++++ Extracted entries ++++
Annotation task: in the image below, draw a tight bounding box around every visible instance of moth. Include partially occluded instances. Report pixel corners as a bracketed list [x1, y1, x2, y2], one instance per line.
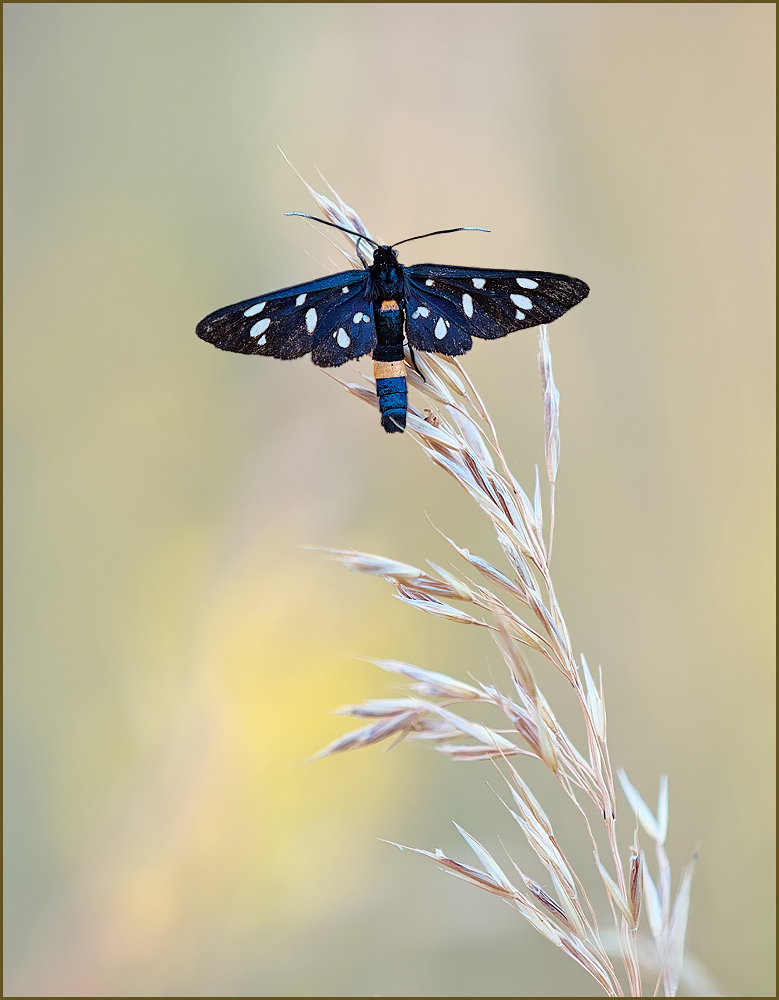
[197, 212, 590, 433]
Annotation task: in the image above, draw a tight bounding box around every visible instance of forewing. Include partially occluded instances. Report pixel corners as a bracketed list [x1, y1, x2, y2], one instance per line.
[405, 264, 590, 346]
[405, 276, 472, 355]
[197, 271, 375, 365]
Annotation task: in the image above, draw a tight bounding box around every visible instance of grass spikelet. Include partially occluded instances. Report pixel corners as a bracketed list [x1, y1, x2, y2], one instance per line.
[300, 178, 694, 996]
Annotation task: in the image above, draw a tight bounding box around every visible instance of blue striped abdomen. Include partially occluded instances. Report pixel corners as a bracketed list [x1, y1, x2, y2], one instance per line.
[375, 374, 408, 434]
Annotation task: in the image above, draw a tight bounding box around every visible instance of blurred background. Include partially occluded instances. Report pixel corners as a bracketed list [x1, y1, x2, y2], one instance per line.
[4, 3, 775, 996]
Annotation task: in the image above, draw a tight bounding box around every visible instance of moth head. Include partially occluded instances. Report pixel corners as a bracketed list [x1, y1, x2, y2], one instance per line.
[373, 247, 398, 264]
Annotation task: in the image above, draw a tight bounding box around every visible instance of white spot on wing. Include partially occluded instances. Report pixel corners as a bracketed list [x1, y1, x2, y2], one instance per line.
[249, 319, 270, 343]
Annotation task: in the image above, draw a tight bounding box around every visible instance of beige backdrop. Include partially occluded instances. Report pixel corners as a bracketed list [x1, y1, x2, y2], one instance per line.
[4, 3, 775, 996]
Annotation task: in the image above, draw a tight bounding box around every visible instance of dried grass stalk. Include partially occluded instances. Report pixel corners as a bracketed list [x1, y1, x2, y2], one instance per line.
[302, 188, 694, 996]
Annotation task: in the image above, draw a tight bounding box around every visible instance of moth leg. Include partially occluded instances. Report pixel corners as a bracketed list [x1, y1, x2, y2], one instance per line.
[408, 344, 427, 382]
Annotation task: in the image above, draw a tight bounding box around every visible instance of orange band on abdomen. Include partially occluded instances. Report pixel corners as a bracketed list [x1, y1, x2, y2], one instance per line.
[373, 361, 406, 379]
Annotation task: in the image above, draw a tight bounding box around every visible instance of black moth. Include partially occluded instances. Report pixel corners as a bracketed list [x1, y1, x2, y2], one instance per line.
[197, 212, 590, 433]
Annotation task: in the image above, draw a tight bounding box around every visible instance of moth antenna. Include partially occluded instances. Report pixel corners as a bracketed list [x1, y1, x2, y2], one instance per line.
[284, 212, 381, 247]
[392, 226, 490, 248]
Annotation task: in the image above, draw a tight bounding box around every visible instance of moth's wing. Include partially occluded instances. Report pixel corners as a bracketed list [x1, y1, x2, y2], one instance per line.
[406, 264, 590, 350]
[311, 287, 376, 368]
[405, 274, 472, 355]
[197, 271, 375, 365]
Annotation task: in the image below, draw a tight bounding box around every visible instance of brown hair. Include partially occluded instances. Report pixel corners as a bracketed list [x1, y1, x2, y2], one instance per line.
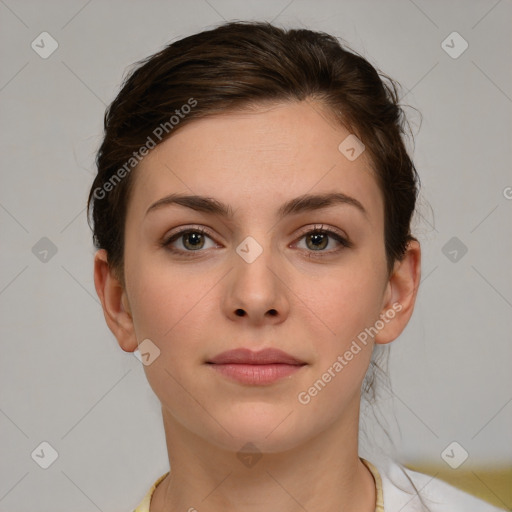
[88, 22, 418, 281]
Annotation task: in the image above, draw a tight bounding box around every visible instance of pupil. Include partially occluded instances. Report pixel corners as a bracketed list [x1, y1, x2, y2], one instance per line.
[185, 233, 203, 248]
[310, 233, 327, 249]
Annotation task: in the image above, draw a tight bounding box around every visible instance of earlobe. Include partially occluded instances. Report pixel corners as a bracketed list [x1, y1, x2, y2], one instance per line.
[94, 249, 138, 352]
[374, 240, 421, 344]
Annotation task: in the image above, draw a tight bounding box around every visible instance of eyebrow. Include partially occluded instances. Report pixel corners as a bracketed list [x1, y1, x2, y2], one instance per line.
[146, 192, 367, 219]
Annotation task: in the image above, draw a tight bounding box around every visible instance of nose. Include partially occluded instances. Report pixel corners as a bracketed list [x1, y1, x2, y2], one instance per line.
[223, 243, 290, 325]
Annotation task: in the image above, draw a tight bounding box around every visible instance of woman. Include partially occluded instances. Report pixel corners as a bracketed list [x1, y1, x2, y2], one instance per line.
[89, 23, 504, 512]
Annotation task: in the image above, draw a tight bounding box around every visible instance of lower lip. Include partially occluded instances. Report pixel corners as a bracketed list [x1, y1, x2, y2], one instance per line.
[210, 363, 304, 385]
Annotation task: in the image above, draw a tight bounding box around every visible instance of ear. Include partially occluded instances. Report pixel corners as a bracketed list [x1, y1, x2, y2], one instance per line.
[94, 249, 138, 352]
[374, 240, 421, 344]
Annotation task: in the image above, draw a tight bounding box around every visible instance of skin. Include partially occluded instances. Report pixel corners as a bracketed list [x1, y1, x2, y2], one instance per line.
[95, 101, 420, 512]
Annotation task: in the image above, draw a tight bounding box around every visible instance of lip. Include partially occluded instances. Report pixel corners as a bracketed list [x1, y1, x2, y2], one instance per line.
[207, 348, 306, 385]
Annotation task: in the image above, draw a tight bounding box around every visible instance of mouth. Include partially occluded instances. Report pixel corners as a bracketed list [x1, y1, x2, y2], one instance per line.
[206, 349, 307, 385]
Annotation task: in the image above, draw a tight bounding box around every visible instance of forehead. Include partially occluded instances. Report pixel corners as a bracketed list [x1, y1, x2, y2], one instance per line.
[129, 102, 383, 225]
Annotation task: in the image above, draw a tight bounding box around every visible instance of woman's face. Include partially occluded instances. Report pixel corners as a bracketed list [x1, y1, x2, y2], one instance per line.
[122, 102, 400, 452]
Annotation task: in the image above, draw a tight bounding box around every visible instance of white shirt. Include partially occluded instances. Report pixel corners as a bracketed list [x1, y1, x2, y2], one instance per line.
[374, 461, 506, 512]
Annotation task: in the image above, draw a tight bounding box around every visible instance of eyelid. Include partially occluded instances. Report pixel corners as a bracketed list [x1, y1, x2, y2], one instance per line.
[161, 224, 353, 255]
[160, 224, 219, 249]
[293, 224, 353, 249]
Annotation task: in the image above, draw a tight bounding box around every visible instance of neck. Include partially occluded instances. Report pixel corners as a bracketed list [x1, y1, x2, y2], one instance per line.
[150, 409, 376, 512]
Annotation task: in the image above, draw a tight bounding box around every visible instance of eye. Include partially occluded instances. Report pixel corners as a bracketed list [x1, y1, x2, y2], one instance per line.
[162, 228, 217, 253]
[297, 226, 352, 253]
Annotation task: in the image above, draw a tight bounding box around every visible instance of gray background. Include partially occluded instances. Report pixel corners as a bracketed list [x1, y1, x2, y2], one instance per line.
[0, 0, 512, 512]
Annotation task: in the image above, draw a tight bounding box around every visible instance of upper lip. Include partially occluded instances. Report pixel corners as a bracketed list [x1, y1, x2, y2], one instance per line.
[207, 348, 306, 365]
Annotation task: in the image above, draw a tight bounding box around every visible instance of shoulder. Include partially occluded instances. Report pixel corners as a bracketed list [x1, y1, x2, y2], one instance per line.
[377, 461, 504, 512]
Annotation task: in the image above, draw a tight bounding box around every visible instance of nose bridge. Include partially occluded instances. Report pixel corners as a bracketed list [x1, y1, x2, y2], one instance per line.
[226, 230, 288, 320]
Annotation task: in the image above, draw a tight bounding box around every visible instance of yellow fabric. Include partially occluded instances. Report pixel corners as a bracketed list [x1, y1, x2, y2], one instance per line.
[133, 458, 384, 512]
[360, 457, 384, 512]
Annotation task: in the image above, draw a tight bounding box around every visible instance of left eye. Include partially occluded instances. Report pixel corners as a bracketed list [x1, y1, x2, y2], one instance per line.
[294, 229, 349, 252]
[165, 229, 216, 252]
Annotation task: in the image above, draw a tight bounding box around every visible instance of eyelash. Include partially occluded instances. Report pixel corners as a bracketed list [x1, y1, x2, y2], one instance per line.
[160, 224, 353, 257]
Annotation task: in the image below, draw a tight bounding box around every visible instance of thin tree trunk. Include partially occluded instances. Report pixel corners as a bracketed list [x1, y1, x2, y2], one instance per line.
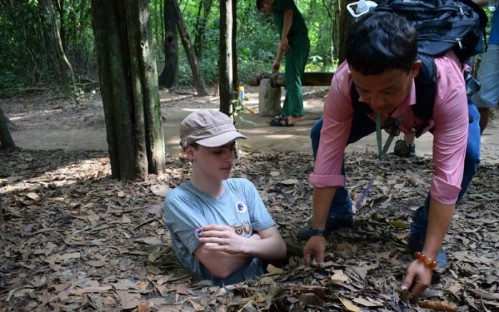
[174, 0, 208, 96]
[40, 0, 77, 102]
[0, 107, 16, 150]
[92, 0, 165, 180]
[158, 0, 178, 89]
[218, 0, 234, 115]
[194, 0, 213, 58]
[230, 0, 239, 94]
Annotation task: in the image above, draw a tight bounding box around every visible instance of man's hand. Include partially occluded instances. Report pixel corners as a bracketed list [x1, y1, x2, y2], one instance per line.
[400, 260, 433, 300]
[303, 236, 326, 265]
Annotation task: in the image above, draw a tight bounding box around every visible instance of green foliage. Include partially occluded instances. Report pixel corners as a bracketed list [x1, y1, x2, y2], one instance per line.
[0, 0, 334, 92]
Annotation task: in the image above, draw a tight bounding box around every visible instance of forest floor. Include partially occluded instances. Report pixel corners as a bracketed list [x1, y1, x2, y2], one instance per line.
[0, 88, 499, 312]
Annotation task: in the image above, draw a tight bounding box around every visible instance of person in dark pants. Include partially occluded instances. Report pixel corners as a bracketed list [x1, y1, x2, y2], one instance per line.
[300, 12, 480, 299]
[256, 0, 310, 127]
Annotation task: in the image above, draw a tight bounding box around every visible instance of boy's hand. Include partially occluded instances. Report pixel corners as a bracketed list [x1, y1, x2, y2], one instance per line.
[196, 224, 246, 254]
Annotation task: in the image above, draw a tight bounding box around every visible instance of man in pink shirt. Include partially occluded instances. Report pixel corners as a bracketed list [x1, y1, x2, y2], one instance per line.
[303, 12, 480, 299]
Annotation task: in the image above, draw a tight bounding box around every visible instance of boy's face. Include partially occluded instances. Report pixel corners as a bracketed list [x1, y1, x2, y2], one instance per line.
[260, 0, 274, 16]
[350, 61, 421, 114]
[185, 142, 236, 180]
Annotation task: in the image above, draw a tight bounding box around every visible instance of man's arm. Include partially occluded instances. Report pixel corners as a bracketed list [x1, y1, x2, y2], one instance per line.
[303, 187, 336, 265]
[401, 199, 455, 299]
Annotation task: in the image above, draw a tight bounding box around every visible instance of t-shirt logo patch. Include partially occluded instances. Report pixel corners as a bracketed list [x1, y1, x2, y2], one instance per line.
[236, 202, 248, 213]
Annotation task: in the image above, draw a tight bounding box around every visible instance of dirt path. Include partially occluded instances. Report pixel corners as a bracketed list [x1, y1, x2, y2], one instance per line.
[0, 88, 499, 163]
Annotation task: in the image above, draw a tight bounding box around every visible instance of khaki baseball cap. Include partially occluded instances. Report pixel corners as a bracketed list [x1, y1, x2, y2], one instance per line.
[180, 109, 246, 148]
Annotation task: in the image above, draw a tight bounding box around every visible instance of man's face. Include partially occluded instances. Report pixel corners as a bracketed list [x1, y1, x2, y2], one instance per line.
[260, 0, 274, 16]
[350, 61, 421, 114]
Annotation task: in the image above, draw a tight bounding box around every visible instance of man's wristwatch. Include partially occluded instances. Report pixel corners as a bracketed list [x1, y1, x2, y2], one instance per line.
[310, 229, 326, 237]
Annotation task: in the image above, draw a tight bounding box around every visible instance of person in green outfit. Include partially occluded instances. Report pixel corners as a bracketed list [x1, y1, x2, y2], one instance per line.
[256, 0, 310, 127]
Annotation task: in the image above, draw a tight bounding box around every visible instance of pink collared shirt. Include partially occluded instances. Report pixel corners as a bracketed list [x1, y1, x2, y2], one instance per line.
[309, 52, 468, 204]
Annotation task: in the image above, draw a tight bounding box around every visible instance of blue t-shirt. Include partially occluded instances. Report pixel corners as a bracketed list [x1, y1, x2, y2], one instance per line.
[489, 4, 499, 44]
[163, 178, 275, 286]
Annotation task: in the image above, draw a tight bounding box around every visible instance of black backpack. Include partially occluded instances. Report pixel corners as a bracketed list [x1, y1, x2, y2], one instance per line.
[351, 0, 488, 119]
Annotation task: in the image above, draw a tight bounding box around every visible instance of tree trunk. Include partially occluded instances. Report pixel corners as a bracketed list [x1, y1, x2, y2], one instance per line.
[230, 0, 239, 93]
[173, 0, 208, 96]
[194, 0, 213, 58]
[159, 0, 178, 89]
[92, 0, 165, 180]
[40, 0, 77, 101]
[218, 0, 233, 115]
[0, 107, 16, 149]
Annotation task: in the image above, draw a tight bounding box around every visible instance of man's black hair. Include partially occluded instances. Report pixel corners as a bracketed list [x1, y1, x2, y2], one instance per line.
[345, 12, 418, 75]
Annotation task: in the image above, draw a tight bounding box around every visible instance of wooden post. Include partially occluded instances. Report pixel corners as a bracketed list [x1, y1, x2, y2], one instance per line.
[258, 79, 281, 117]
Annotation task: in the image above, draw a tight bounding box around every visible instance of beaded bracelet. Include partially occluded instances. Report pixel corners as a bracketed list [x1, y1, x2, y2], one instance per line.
[414, 251, 438, 270]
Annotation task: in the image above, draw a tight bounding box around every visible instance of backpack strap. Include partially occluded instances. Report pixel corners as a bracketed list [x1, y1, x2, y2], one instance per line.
[412, 54, 437, 120]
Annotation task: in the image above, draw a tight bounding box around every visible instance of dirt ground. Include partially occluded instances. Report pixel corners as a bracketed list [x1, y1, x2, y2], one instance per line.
[0, 87, 499, 163]
[0, 88, 499, 312]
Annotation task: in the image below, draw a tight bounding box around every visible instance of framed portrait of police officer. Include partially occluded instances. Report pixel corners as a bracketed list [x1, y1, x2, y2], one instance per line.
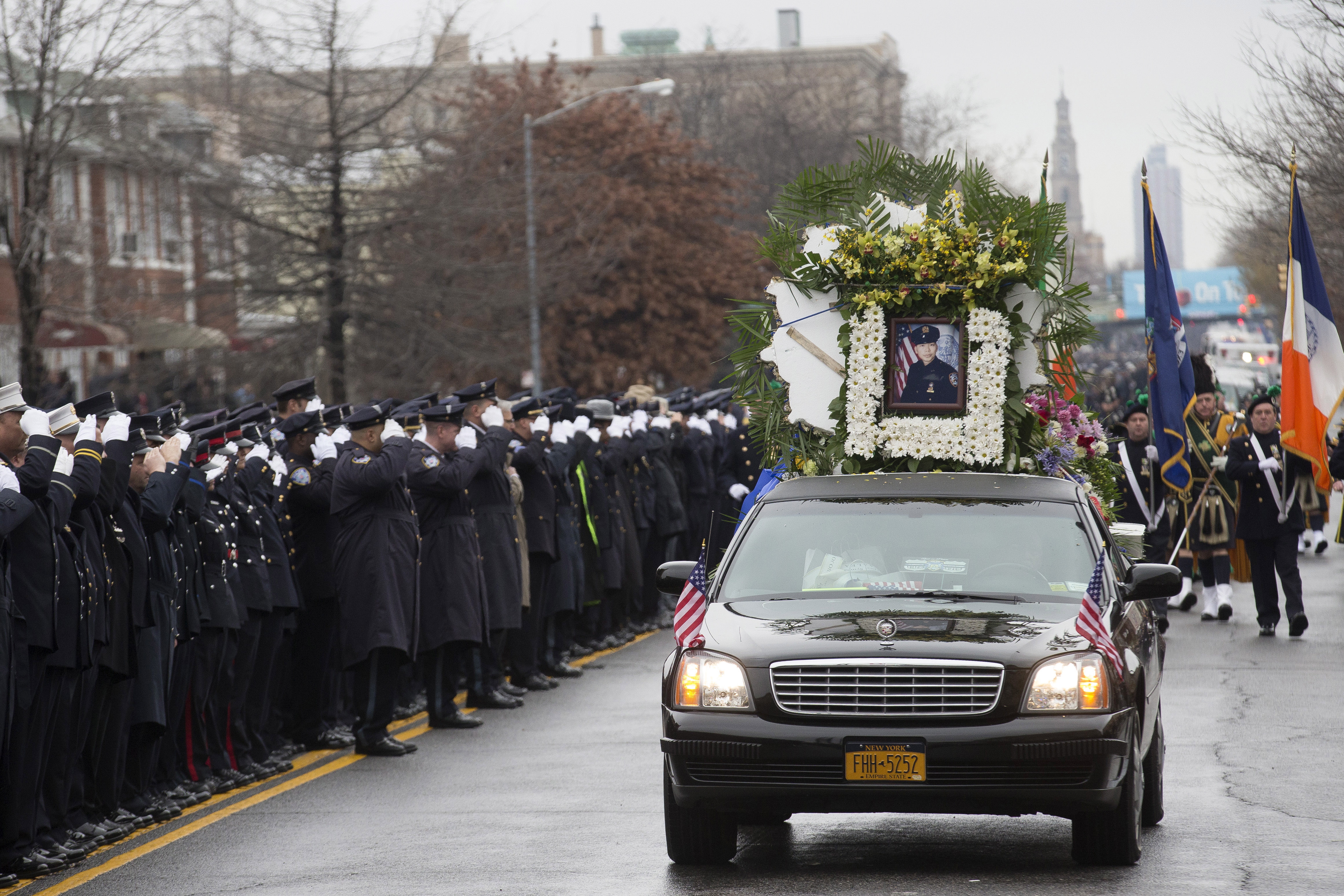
[886, 317, 966, 414]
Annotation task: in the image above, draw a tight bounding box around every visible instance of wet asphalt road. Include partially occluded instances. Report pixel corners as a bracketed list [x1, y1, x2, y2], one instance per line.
[29, 516, 1344, 896]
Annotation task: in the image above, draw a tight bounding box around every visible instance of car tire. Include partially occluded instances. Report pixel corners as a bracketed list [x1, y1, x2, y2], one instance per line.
[1144, 708, 1167, 827]
[1072, 740, 1144, 865]
[738, 811, 793, 826]
[663, 766, 738, 865]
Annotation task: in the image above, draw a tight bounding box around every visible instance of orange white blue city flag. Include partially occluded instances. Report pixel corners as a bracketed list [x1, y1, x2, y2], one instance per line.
[1279, 164, 1344, 490]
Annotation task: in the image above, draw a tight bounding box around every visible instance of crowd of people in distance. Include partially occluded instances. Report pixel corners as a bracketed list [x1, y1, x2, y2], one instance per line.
[0, 379, 761, 885]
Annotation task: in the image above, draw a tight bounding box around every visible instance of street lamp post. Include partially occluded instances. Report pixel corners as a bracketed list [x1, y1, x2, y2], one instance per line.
[523, 78, 676, 395]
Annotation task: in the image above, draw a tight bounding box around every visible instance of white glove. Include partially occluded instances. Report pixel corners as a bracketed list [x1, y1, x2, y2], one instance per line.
[75, 414, 98, 442]
[102, 411, 130, 443]
[313, 433, 336, 463]
[19, 407, 51, 435]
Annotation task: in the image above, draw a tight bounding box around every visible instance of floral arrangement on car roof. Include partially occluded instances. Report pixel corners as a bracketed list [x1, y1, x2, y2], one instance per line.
[730, 138, 1114, 516]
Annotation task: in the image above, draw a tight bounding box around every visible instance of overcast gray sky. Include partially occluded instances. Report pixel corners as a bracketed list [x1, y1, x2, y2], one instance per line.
[368, 0, 1286, 274]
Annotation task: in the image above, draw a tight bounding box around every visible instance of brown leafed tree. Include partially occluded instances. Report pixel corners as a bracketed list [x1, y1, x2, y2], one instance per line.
[355, 61, 767, 394]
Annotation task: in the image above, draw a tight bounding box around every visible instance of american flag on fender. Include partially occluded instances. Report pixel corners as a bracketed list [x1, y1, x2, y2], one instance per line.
[891, 324, 919, 395]
[672, 547, 708, 648]
[1074, 554, 1125, 678]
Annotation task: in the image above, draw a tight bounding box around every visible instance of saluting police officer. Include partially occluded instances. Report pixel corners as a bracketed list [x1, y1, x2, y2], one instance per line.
[901, 324, 961, 404]
[1227, 395, 1312, 638]
[332, 404, 419, 756]
[406, 403, 489, 728]
[1114, 402, 1172, 631]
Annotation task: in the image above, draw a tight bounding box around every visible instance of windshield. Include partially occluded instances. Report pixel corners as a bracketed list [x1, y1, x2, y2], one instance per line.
[718, 499, 1097, 602]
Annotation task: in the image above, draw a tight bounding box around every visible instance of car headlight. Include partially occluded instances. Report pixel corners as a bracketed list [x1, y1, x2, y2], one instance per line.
[1023, 653, 1110, 712]
[672, 650, 751, 709]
++++
Written problem:
Rewrite the rows starting at the line that contains "of blue t-shirt." and ending at the line that contains "[0, 107, 16, 149]", with "black backpack" changed to "dark backpack" and all else left as it stands.

Written answer:
Annotation task: in the image above, draw a tight bounding box around every visible instance of blue t-shirt. Include partially occluded instances. Report pixel corners as a bracketed list [x1, y1, x2, y2], one instance per line.
[489, 4, 499, 44]
[163, 178, 275, 286]
Annotation task: in the image above, draw a tight bounding box around every visible instance of dark backpack. Include partially occluded instances. Report pixel corners as a bracketed list [x1, y1, x2, y2], one instance per line.
[351, 0, 488, 119]
Annotation task: in the image above, draw a tight bounding box around every visible instance of tree trunk. Include partially occluded instances. Report pixel corners as a bracketed list [x1, y1, x2, y2], one instance per line.
[230, 0, 239, 93]
[173, 0, 208, 96]
[194, 0, 213, 58]
[159, 0, 178, 89]
[92, 0, 165, 180]
[40, 0, 77, 101]
[218, 0, 233, 115]
[0, 107, 16, 149]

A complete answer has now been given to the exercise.